§ **Task to complete**: Convert the entries below into a JSON list of strings, with one string for each line and no blank lines.

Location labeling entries
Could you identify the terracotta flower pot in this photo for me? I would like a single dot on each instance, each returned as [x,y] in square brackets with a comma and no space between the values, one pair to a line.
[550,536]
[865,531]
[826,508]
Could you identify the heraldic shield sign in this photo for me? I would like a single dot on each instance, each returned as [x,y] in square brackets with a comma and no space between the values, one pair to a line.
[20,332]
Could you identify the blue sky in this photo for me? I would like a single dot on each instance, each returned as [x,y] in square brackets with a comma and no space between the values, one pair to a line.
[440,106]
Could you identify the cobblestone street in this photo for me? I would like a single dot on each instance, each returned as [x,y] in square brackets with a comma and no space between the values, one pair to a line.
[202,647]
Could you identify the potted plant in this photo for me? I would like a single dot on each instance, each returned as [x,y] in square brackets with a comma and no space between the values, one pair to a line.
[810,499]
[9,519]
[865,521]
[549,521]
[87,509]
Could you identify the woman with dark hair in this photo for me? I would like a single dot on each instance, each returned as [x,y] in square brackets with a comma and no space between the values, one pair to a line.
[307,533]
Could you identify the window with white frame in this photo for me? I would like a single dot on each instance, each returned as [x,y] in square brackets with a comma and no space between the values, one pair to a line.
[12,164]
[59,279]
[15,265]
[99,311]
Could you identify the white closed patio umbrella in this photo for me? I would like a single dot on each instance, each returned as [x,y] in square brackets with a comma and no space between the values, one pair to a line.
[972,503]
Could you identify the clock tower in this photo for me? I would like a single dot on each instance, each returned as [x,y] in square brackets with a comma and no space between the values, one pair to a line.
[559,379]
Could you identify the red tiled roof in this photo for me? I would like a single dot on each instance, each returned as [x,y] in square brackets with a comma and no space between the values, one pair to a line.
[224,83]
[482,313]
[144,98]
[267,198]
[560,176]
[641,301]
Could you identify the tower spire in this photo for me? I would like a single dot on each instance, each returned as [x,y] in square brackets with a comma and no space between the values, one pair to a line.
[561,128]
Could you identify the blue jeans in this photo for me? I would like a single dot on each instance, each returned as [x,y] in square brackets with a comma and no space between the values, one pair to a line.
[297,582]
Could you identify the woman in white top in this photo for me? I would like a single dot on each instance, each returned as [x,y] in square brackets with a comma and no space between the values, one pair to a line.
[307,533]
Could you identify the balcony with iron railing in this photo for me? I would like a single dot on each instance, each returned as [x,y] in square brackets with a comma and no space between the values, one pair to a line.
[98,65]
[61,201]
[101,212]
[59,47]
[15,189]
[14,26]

§ **Reply to the exercise**:
[
  "Could you identify the terracotta flower pot in this photo for me? I would like a single dot on each instance, each returned as [x,y] in square brackets with a comma and no space between the values, one pair to a line.",
  "[550,536]",
  "[865,531]",
  "[826,508]",
  "Could you identify the heraldic shield sign in this photo for me? I would like a single dot on each instance, each returned as [x,y] in square brackets with a comma and no space between the values, one pair to a line.",
  "[20,332]",
  "Could you identify the blue sky in this photo for me? I would like a single dot on each instance, each returned as [x,y] in square brackets with a comma and no space between the values, one pair to a line.",
  "[440,106]",
  "Could you identify the cobblestone street in this photo for me? I would like a single dot on each instance, each returned as [x,y] in square brackets with a comma and no space between the values, one pair to a line.",
  "[202,647]",
  "Could you identify the potted plant in this photo for me? I would like a single dot on each instance, each returned as [x,y] in square brackets with a comma and no space between the values, one pair to a line.",
  "[810,499]",
  "[9,519]",
  "[865,521]",
  "[549,521]",
  "[87,509]",
  "Could you identify the woman with dark hair in this photo for me? I would like a single dot on each instance, each returned as [x,y] in square brackets with a comma and no space between the values, one pair to a line.",
  "[307,533]",
  "Could you identify the window with white frame in this photo for me? I would like a single dot on each instance, each returned as [x,y] in square brackets with a comma and no space between the values, one pair to a line.",
  "[12,164]",
  "[59,279]",
  "[15,265]",
  "[99,311]",
  "Could you identify the white closed patio umbrella in this photo for me? I would like a single dot on each instance, each returned as [x,y] in square brackets with a comma and no space between the values, one pair to a line.",
  "[972,503]",
  "Could you identify the clock tower in this photo for me? I would like a single dot on each instance, each returned as [x,y] in square brackets with a comma and no space between the values, one pair to a line.",
  "[559,379]",
  "Could you identify the red tiled roof in this photo for me? I would like a single dot on each instance, each returned as [x,y] in square brackets with a comma and no space between the values, one pair to a line.",
  "[224,83]",
  "[482,313]",
  "[144,98]",
  "[267,198]",
  "[560,176]",
  "[641,301]",
  "Could you identify the tower spire in this photo for me? I would like a single dot on each instance, each returned as [x,y] in square brackets with a comma and no space between the values, one pair to a line.",
  "[561,128]",
  "Could you identify the blue jeans in this photo for me? I would like a single dot on each instance, each returned as [x,y] in square brackets with a comma and no space between the values, one pair to a line.",
  "[297,582]",
  "Could you identify the woman in white top in this photo for me? I would like a single dot on each instance, each returned as [x,y] in square brackets with a comma and no space between the values, one pair to a line.",
  "[307,533]",
  "Could you identify the balcony with iron railing in this photo for me? I would like a single dot on each instance, each returned as [x,y] in square brackets with a comma and no space between the values, one pair to a line.",
  "[98,65]",
  "[61,201]",
  "[101,212]",
  "[59,47]",
  "[15,189]",
  "[14,26]"
]